▶ _Aim of the exercise_: Retype precisely the section of the data that starts at the line containing "For each instance of the black jacket, drop" and runs to its final line, ends included.

Image point grounding data:

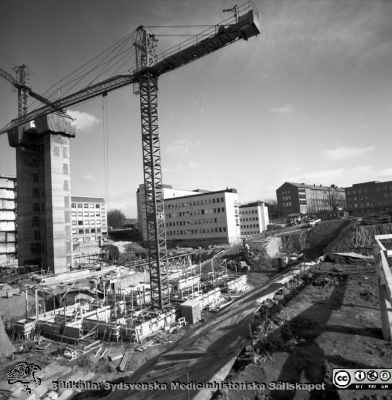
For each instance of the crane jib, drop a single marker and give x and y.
(245, 27)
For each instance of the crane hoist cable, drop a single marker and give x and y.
(105, 137)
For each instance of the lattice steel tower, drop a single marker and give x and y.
(147, 87)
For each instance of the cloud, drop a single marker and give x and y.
(84, 121)
(318, 175)
(385, 173)
(194, 164)
(287, 108)
(338, 176)
(343, 153)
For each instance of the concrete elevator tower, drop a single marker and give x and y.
(44, 192)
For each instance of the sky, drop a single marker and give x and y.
(307, 100)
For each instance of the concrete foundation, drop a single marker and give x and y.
(44, 192)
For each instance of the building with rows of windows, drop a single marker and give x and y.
(368, 197)
(89, 227)
(253, 218)
(301, 198)
(7, 220)
(197, 218)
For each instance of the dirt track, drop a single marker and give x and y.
(337, 326)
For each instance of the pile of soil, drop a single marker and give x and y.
(358, 238)
(334, 322)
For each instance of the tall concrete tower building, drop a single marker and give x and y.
(44, 192)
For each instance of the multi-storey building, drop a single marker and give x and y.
(253, 218)
(367, 197)
(200, 217)
(7, 220)
(89, 227)
(168, 193)
(295, 198)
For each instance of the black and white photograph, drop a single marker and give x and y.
(195, 199)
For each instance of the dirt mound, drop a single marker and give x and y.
(6, 347)
(358, 238)
(314, 242)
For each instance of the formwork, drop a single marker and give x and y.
(237, 284)
(191, 310)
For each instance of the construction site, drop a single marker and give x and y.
(240, 320)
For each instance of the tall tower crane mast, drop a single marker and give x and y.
(149, 66)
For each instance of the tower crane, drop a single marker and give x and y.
(23, 90)
(149, 67)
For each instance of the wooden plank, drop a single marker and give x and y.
(123, 364)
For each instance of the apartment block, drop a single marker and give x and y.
(253, 218)
(200, 217)
(368, 197)
(7, 220)
(168, 193)
(301, 198)
(44, 192)
(89, 227)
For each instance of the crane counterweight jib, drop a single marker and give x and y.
(245, 25)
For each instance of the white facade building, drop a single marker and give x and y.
(199, 217)
(89, 227)
(168, 193)
(253, 218)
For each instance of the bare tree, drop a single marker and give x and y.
(116, 218)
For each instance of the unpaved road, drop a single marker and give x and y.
(337, 326)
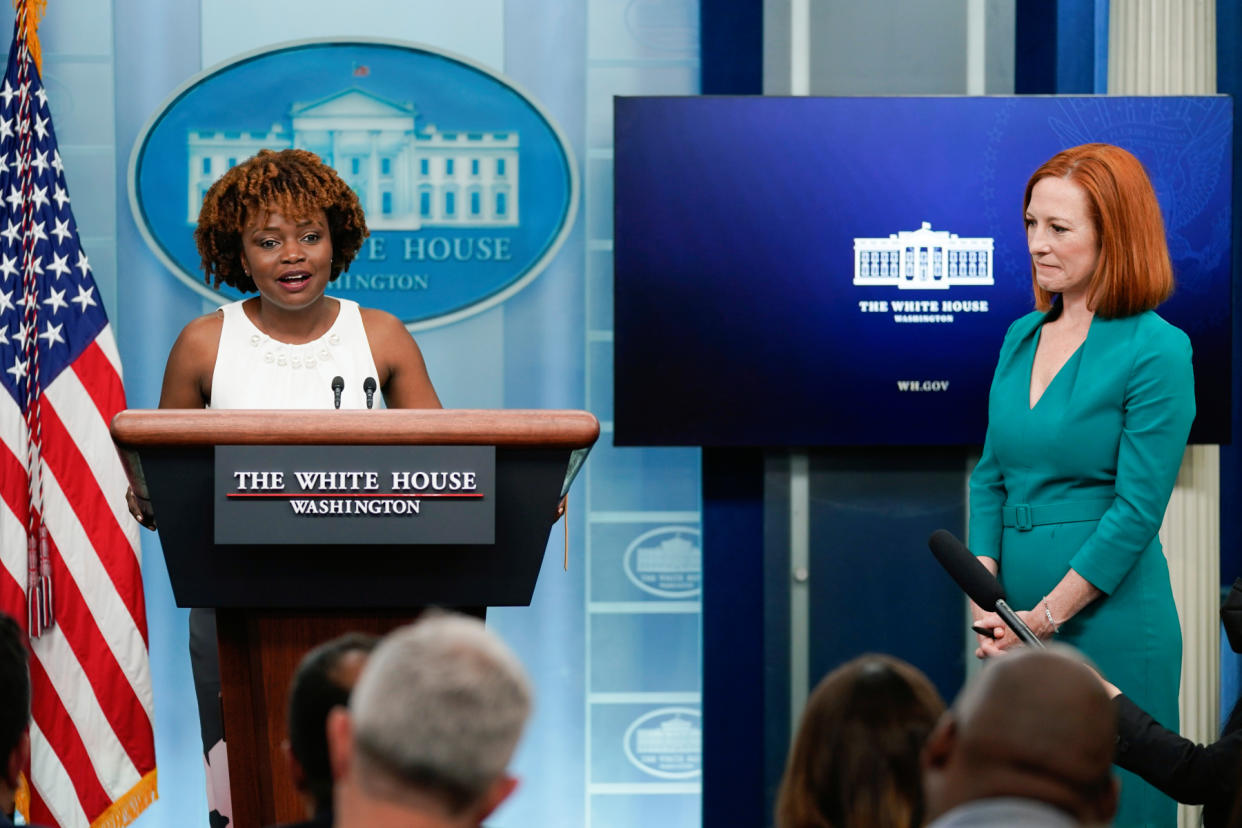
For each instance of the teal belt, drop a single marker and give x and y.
(1025, 517)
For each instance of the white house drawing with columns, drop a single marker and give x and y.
(923, 260)
(405, 176)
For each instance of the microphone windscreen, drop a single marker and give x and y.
(971, 576)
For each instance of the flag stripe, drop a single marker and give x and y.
(78, 492)
(54, 720)
(51, 786)
(99, 380)
(13, 534)
(65, 674)
(103, 603)
(93, 664)
(91, 675)
(72, 396)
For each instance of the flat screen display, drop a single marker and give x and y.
(842, 271)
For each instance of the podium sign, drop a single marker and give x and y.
(354, 494)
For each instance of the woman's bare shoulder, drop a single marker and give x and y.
(190, 364)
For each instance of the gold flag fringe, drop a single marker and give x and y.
(21, 801)
(31, 11)
(119, 813)
(128, 807)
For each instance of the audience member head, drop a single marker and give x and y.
(14, 709)
(431, 726)
(323, 680)
(1032, 725)
(294, 183)
(855, 762)
(1133, 272)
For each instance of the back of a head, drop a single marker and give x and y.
(855, 761)
(439, 711)
(14, 685)
(318, 685)
(1037, 725)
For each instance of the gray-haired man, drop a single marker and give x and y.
(431, 726)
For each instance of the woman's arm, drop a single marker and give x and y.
(190, 364)
(1186, 771)
(1159, 407)
(1158, 410)
(403, 374)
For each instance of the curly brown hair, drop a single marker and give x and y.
(292, 181)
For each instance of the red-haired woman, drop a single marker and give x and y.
(855, 761)
(1088, 416)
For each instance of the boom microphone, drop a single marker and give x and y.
(980, 585)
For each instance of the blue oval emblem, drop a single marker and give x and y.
(467, 184)
(667, 742)
(666, 562)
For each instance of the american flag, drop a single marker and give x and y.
(71, 570)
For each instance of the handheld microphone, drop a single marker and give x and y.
(980, 585)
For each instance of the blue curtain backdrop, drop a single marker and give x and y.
(615, 662)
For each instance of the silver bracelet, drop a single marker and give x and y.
(1047, 613)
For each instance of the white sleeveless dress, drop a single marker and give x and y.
(252, 370)
(256, 371)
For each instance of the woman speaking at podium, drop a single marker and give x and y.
(1088, 417)
(282, 225)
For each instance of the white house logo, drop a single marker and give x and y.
(468, 186)
(667, 742)
(923, 260)
(666, 562)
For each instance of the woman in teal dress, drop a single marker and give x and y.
(1088, 416)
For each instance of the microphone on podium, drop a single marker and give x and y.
(338, 385)
(980, 585)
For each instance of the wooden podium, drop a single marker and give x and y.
(275, 600)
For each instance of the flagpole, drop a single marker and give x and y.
(39, 595)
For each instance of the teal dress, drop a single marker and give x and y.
(1081, 482)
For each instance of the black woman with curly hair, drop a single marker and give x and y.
(282, 225)
(285, 225)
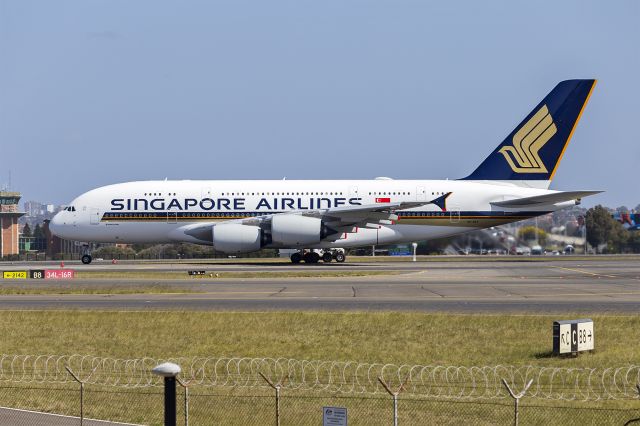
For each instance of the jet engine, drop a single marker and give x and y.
(237, 238)
(291, 230)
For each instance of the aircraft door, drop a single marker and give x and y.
(454, 215)
(94, 216)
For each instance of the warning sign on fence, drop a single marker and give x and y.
(334, 416)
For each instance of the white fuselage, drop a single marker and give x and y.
(168, 211)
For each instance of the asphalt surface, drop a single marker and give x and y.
(598, 285)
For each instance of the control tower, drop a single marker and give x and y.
(9, 214)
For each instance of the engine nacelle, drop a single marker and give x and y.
(236, 238)
(291, 230)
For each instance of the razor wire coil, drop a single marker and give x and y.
(345, 377)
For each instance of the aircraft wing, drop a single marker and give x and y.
(540, 200)
(340, 219)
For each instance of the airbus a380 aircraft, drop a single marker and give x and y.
(245, 216)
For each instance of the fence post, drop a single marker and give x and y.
(277, 388)
(394, 394)
(516, 397)
(77, 379)
(185, 385)
(169, 371)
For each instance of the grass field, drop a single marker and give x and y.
(400, 338)
(403, 338)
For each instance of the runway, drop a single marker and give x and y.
(598, 285)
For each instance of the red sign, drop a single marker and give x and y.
(59, 274)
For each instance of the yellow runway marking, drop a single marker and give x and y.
(595, 274)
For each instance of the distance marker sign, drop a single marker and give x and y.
(573, 336)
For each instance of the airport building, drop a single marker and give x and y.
(9, 214)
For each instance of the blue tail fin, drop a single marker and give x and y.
(534, 149)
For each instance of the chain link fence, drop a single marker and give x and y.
(52, 390)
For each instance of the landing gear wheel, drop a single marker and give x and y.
(311, 257)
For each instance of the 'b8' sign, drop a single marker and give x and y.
(58, 274)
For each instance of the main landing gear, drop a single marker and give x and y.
(314, 256)
(86, 255)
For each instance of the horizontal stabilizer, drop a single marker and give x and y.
(553, 198)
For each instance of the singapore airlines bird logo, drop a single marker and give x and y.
(523, 155)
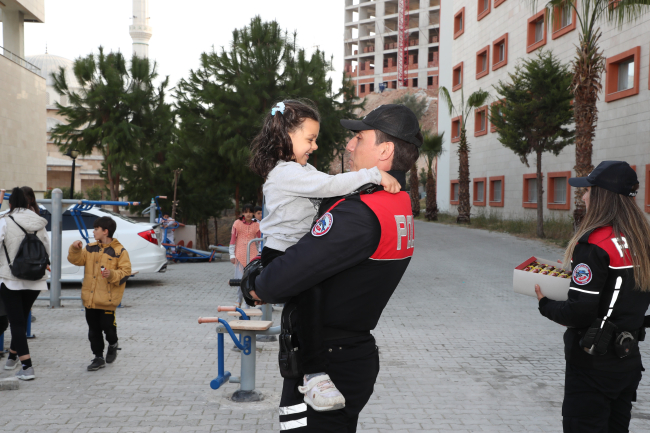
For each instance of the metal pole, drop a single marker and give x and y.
(55, 251)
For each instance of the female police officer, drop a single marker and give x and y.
(608, 298)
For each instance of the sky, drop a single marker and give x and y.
(181, 30)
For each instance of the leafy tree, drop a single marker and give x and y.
(431, 150)
(535, 114)
(463, 109)
(588, 66)
(119, 111)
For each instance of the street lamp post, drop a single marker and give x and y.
(72, 154)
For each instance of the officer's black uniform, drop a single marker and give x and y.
(358, 261)
(599, 389)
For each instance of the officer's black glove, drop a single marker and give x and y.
(251, 271)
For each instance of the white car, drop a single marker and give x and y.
(139, 239)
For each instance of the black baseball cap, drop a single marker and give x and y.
(393, 119)
(615, 176)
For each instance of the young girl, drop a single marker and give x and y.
(292, 191)
(243, 230)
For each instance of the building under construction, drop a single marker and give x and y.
(391, 44)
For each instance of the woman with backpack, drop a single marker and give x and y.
(21, 281)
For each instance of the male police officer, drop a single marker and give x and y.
(357, 251)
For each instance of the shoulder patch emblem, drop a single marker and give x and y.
(323, 225)
(582, 274)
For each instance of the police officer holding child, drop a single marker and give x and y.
(358, 260)
(608, 298)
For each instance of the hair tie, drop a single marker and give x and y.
(278, 107)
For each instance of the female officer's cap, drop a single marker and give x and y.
(615, 176)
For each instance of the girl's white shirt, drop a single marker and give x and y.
(292, 193)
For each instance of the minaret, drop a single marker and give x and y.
(140, 31)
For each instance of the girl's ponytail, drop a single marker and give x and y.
(273, 143)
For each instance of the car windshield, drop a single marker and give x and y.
(115, 214)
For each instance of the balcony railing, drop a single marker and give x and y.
(19, 60)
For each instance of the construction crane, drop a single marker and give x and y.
(403, 36)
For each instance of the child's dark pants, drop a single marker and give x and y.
(100, 321)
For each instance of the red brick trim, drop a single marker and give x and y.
(457, 85)
(496, 64)
(480, 53)
(484, 13)
(475, 182)
(611, 80)
(477, 121)
(459, 22)
(530, 36)
(524, 198)
(456, 120)
(491, 188)
(451, 192)
(557, 31)
(550, 191)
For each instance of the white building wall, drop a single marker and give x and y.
(623, 130)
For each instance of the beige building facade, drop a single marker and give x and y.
(22, 98)
(489, 38)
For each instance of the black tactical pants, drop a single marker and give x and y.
(353, 367)
(598, 401)
(100, 321)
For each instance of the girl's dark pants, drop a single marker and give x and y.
(310, 323)
(598, 401)
(18, 304)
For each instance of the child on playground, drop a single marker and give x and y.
(106, 268)
(292, 191)
(243, 230)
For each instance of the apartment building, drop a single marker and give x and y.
(489, 38)
(372, 44)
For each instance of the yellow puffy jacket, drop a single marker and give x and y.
(98, 292)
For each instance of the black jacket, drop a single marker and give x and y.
(358, 257)
(598, 264)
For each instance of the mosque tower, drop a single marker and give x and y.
(140, 31)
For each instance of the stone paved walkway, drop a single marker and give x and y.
(460, 352)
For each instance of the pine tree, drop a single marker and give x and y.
(535, 113)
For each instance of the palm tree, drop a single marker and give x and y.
(588, 66)
(464, 109)
(431, 149)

▶ _Output below_:
For each instance of the black jacket, drop a single marker and give x and y.
(358, 257)
(598, 264)
For each instance of the mosque tower, drop a single marker and give x and y.
(140, 31)
For each instance of the stone paved walkway, drop a single marker and give x and y.
(460, 352)
For each instance of the pine tree, drop a single marker and give x and y.
(535, 113)
For each instance of the palm tree, drop a single marker and give x and y.
(588, 66)
(464, 109)
(431, 149)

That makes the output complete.